▶ OPDRACHT
Schrijf de regels van de gegevens hieronder letterlijk over, vanaf de regel met "the black trousers" tot en met het einde van de gegevens, beide grenzen inbegrepen.

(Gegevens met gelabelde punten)
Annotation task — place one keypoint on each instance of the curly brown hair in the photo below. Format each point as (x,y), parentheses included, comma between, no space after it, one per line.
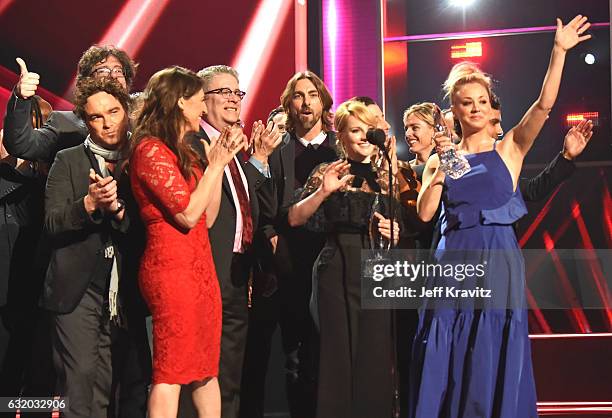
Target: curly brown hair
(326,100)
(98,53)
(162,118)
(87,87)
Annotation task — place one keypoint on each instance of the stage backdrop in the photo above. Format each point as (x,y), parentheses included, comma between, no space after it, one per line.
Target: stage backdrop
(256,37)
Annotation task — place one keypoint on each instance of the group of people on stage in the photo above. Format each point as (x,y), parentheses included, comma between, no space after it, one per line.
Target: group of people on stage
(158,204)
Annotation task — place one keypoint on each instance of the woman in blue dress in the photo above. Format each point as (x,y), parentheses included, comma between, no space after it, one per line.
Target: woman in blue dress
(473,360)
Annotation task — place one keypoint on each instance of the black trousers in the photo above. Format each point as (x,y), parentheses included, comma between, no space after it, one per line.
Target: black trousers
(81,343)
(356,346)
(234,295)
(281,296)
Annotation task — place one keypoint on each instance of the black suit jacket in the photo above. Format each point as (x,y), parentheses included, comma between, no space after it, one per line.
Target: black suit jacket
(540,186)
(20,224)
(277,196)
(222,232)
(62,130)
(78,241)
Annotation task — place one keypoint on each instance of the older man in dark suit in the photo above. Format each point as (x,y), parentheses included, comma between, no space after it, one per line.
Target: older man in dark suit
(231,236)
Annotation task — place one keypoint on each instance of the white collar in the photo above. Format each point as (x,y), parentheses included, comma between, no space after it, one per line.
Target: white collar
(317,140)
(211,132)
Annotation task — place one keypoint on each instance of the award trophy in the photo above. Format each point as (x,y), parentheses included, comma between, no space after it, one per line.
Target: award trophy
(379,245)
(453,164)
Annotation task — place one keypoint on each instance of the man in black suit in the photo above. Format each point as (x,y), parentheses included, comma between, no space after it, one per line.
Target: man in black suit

▶ ANTWOORD
Annotation task — place one keypoint on each instance of the black trousers in the photo above. Format each point as (x,y), parentheses included, comma between, no space after it, one per line.
Target: black trousers
(81,343)
(356,346)
(234,295)
(281,296)
Annotation task — place one keypoint on each instance of the black suit jacket in the photo above. Format each point as (x,y), parentheses included, comma between, no space after it, one per line.
Target: black suit jacket
(540,186)
(20,224)
(277,196)
(222,232)
(62,130)
(78,241)
Annotation task — place one keypoint on each instance of the older man in dark suit in the photo above. Format each point as (x,y), parentheses included, comma between, no space after it, one per line.
Target: older man in dark suit
(231,236)
Annotation task — place one keypoint on each instance of the white collar in the photo above. Format each point as (x,y), parentheses included, comma between, no space after it, one per line.
Target: white collar
(317,140)
(211,132)
Annotation task — place one keypoint on each instance of the award trophy in the photo above. Format each point as (x,y), parentheses included, comma between, no space after it, one per line.
Target: award trophy
(379,245)
(453,164)
Annotation task — place one keypoint on each instance of the man in black suit in the photo above. Format each point as (x,y), parentheses included, comma between, no space after it, one per line.
Target: man in black suit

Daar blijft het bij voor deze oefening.